Data extracted from a collection
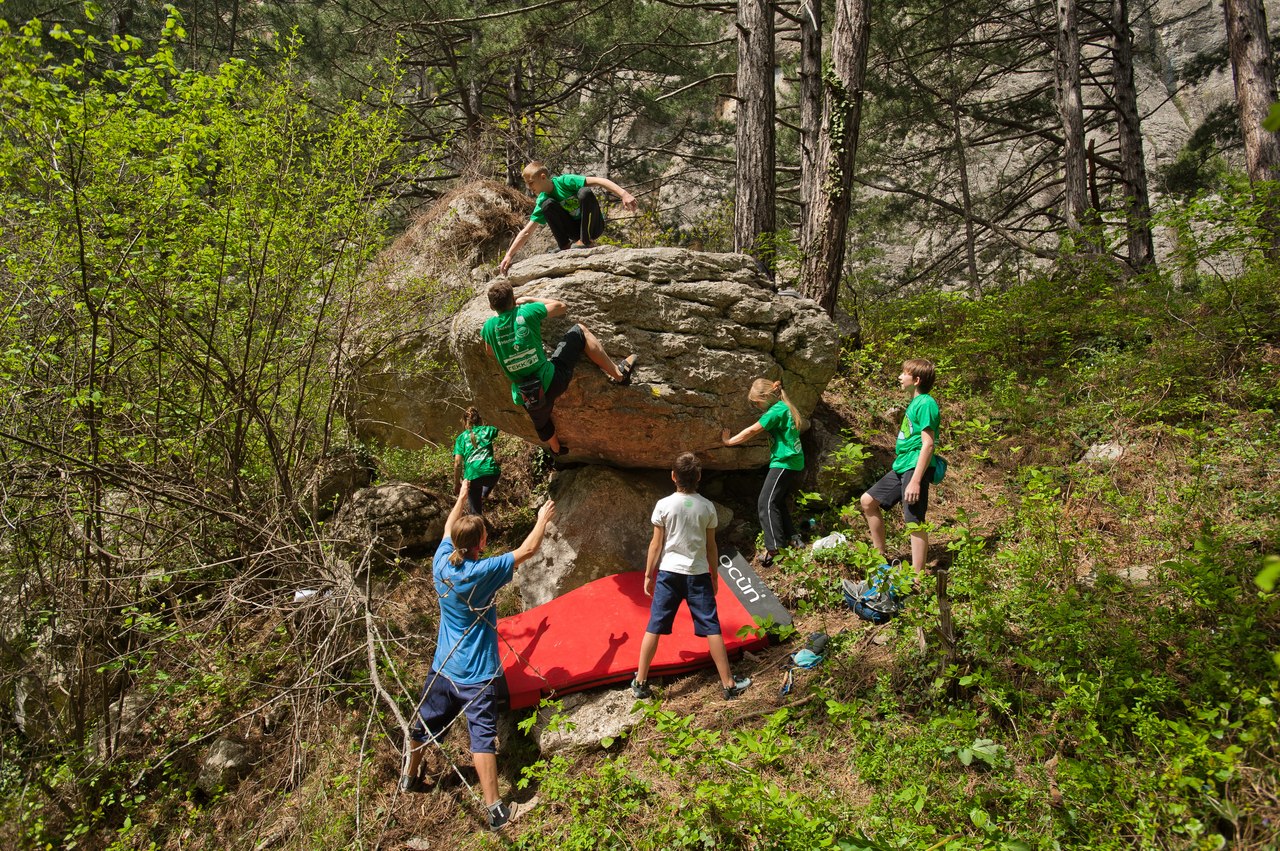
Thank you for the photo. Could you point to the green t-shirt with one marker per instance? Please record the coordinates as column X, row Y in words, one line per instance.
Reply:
column 516, row 339
column 784, row 438
column 920, row 415
column 475, row 445
column 565, row 188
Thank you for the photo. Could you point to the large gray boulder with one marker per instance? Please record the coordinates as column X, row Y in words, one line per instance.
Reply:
column 602, row 527
column 704, row 326
column 403, row 388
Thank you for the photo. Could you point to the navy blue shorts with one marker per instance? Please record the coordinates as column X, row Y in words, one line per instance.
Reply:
column 563, row 360
column 670, row 590
column 891, row 486
column 442, row 701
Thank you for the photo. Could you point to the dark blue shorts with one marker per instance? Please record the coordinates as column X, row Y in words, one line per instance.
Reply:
column 670, row 590
column 442, row 701
column 890, row 492
column 563, row 360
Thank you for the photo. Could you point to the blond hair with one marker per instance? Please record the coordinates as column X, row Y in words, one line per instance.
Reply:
column 922, row 370
column 467, row 532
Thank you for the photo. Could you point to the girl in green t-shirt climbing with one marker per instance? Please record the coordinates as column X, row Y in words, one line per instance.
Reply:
column 474, row 461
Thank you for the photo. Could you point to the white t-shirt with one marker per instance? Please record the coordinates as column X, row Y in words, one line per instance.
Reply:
column 688, row 520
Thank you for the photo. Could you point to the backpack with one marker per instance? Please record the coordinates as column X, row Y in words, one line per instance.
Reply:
column 873, row 599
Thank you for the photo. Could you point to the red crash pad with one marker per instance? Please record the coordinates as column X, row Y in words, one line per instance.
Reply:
column 592, row 635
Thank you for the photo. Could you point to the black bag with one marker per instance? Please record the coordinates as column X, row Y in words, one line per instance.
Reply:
column 531, row 392
column 873, row 599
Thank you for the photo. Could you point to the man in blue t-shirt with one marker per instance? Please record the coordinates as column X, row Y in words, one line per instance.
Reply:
column 567, row 206
column 466, row 671
column 908, row 481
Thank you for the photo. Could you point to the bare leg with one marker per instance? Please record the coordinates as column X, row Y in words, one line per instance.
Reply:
column 874, row 522
column 598, row 356
column 487, row 767
column 720, row 655
column 919, row 550
column 648, row 648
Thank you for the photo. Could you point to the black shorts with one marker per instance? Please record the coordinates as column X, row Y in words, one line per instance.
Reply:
column 563, row 360
column 891, row 486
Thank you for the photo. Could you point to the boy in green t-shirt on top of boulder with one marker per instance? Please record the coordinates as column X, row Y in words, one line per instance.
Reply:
column 908, row 481
column 567, row 206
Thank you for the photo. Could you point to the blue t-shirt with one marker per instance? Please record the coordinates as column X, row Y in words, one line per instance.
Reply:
column 466, row 648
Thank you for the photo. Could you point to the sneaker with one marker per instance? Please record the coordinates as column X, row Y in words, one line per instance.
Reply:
column 498, row 815
column 411, row 783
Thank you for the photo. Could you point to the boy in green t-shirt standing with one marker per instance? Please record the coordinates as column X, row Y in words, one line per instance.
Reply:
column 913, row 465
column 567, row 206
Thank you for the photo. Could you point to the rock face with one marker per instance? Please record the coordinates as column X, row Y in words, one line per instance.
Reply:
column 704, row 326
column 403, row 387
column 602, row 527
column 397, row 516
column 592, row 717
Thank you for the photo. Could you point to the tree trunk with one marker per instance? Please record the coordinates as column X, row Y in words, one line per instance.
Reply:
column 1255, row 85
column 810, row 105
column 970, row 247
column 1066, row 73
column 1249, row 50
column 1133, row 165
column 832, row 187
column 753, row 209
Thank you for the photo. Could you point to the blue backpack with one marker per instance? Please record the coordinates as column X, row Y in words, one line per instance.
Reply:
column 873, row 599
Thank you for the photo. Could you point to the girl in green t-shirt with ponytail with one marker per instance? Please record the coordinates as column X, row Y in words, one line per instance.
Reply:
column 474, row 461
column 784, row 424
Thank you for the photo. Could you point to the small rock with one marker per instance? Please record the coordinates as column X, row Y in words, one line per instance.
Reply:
column 225, row 763
column 586, row 719
column 1107, row 452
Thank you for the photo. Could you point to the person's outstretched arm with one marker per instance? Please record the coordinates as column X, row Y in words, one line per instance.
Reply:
column 629, row 201
column 650, row 566
column 516, row 245
column 535, row 536
column 554, row 306
column 713, row 559
column 749, row 433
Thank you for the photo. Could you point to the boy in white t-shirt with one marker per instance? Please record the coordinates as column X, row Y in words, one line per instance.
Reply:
column 684, row 564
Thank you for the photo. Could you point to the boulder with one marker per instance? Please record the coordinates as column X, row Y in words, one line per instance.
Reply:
column 602, row 527
column 391, row 517
column 584, row 719
column 402, row 385
column 704, row 326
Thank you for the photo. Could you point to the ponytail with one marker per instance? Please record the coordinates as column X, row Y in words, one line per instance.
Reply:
column 467, row 532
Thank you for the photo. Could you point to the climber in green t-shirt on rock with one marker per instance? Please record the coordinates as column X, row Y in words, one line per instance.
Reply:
column 567, row 206
column 515, row 338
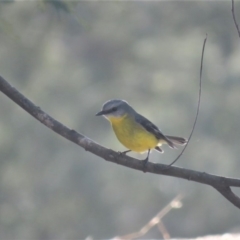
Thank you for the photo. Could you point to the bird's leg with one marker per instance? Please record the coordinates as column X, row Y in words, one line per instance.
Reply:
column 145, row 161
column 125, row 152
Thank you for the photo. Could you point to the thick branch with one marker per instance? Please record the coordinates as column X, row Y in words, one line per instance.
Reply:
column 222, row 184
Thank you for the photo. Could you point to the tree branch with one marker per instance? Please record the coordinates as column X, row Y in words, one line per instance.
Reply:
column 234, row 18
column 221, row 184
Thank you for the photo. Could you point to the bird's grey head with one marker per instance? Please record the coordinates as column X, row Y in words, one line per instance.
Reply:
column 115, row 108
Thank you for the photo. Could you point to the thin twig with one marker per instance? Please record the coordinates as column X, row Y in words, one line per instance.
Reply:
column 234, row 18
column 198, row 106
column 163, row 230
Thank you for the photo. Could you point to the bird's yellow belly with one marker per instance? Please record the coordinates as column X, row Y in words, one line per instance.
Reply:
column 133, row 136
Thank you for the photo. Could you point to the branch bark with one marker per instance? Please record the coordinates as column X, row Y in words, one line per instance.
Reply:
column 221, row 184
column 234, row 18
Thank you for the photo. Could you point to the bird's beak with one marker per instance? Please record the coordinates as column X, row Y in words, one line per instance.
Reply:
column 100, row 113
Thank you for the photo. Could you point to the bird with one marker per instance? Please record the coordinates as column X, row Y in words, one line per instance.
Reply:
column 134, row 131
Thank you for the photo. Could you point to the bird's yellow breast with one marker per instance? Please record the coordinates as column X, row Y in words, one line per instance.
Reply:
column 132, row 135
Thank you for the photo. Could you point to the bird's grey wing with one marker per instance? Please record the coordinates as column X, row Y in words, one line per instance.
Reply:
column 150, row 127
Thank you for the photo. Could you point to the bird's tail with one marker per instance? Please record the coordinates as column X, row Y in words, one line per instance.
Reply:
column 172, row 140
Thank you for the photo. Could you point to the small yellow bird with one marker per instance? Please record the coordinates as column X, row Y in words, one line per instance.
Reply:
column 134, row 131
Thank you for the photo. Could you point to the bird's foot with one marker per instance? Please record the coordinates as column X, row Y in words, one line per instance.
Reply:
column 145, row 161
column 124, row 152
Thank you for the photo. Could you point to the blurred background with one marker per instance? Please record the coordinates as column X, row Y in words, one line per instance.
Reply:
column 69, row 58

▸ TASK PROMPT: Whenever a line in the records above contains the string "small", copy that line.

▸ RESPONSE:
Thank you for the photo. Could you point to the small rock with one marker per instance? Please record the coordinates as column X, row Y in words, one line per instance.
Thank you for the photo. Could you point to the small yellow bird with one marker per instance? Please record the coordinates as column X, row Y in words, one line per instance.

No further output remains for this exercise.